[Estratto del testo]
1.1. Secondo quanto accertato nel giudizio di merito, in area sottoposta a vincolo paesaggistico ex legge 1497/30, perché di notevole interesse pubblico, nonché sottoposto a tutela nel PUTT della Regione Puglia, erano state realizzate opere edili (casa di civile abitazione) in assenza di idoneo titolo autorizzativo e senza autorizzazione paesaggistica, in quanto quelli rilasciati dovevano essere considerati illeciti in quanto contrastanti con gli strumenti urbanistici e in violazione dei parametri, e fondati su falsi presupposti di conformità urbanistica e ambientale laddove si assentiva, attraverso il non consentito asservimento urbanistico e/o accorpamento di fondi, un aumento di volumetria in zona E3, verde agricolo fascia costiera per complessivi 128,10 mc., in luogo dei consentiti 8,15 mc., tenuto conto dell’indice di fabbricabilità mc/mq 0,01, aumento in conseguenza di cessione di cubatura tra fondi distanti, aventi diverso indice di edificabilità e in assenza di destinazione agricola dell’intervento edilizio. Da qui la responsabilità degli imputati per il reato edilizio di costruzione abusiva, quello paesaggistico e del reato di falso ideologico in autorizzazione amministrativa e del reato di deturpamento delle bellezze naturali.
 
2. Avverso la sentenza gli imputati hanno presentato ricorsi per cassazione, a mezzo del loro difensore di fiducia, e ne hanno chiesto l’annullamento per i seguenti motivi, alcuni dei quali comuni a tutti gli imputati, enunciati nei limiti strettamente necessari per la motivazione, come disposto dall’art. 173, comma 1, disp. att., cod. proc. pen..
 
2. Il ricorso nell’interesse di Cassiano Francesco è affidato a quattro motivi.

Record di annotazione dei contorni
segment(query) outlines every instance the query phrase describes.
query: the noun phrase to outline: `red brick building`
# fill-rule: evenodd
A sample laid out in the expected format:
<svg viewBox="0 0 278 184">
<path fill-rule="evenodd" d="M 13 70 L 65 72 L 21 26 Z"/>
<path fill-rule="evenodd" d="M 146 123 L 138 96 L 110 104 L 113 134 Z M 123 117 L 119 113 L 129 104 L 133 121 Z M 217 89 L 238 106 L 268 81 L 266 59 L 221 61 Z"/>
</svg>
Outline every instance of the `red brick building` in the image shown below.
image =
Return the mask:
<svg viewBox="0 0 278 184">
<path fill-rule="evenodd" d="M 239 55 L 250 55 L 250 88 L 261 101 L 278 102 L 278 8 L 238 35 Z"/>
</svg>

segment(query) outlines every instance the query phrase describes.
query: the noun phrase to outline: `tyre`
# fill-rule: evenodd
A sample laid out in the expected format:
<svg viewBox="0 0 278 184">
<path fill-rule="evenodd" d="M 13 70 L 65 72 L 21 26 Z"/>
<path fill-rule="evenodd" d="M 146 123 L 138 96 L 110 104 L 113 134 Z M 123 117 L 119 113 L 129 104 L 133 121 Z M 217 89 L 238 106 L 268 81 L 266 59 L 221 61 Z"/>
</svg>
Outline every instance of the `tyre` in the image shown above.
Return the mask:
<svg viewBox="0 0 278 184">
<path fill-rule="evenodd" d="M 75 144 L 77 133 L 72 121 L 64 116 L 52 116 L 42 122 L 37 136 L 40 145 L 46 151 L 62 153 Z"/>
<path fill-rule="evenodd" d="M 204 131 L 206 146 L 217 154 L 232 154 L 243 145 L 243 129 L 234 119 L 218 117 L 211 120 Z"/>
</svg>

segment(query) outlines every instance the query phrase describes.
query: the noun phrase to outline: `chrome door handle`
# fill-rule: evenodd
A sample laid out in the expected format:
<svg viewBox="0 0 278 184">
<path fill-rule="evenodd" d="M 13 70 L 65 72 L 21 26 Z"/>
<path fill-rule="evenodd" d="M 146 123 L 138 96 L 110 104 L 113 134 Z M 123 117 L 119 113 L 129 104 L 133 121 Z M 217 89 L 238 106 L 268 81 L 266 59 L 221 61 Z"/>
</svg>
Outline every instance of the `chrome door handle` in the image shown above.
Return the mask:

[Istruzioni]
1/ Nell'estratto sulla sentenza, a quanti motivi è affidato il ricorso nell'interesse di Cassiano Francesco?
2/ Conta le righe dei record che contengono la parola "above" e scrivi soltanto il numero.

[Risposte]
1/ A quattro motivi.

2/ 2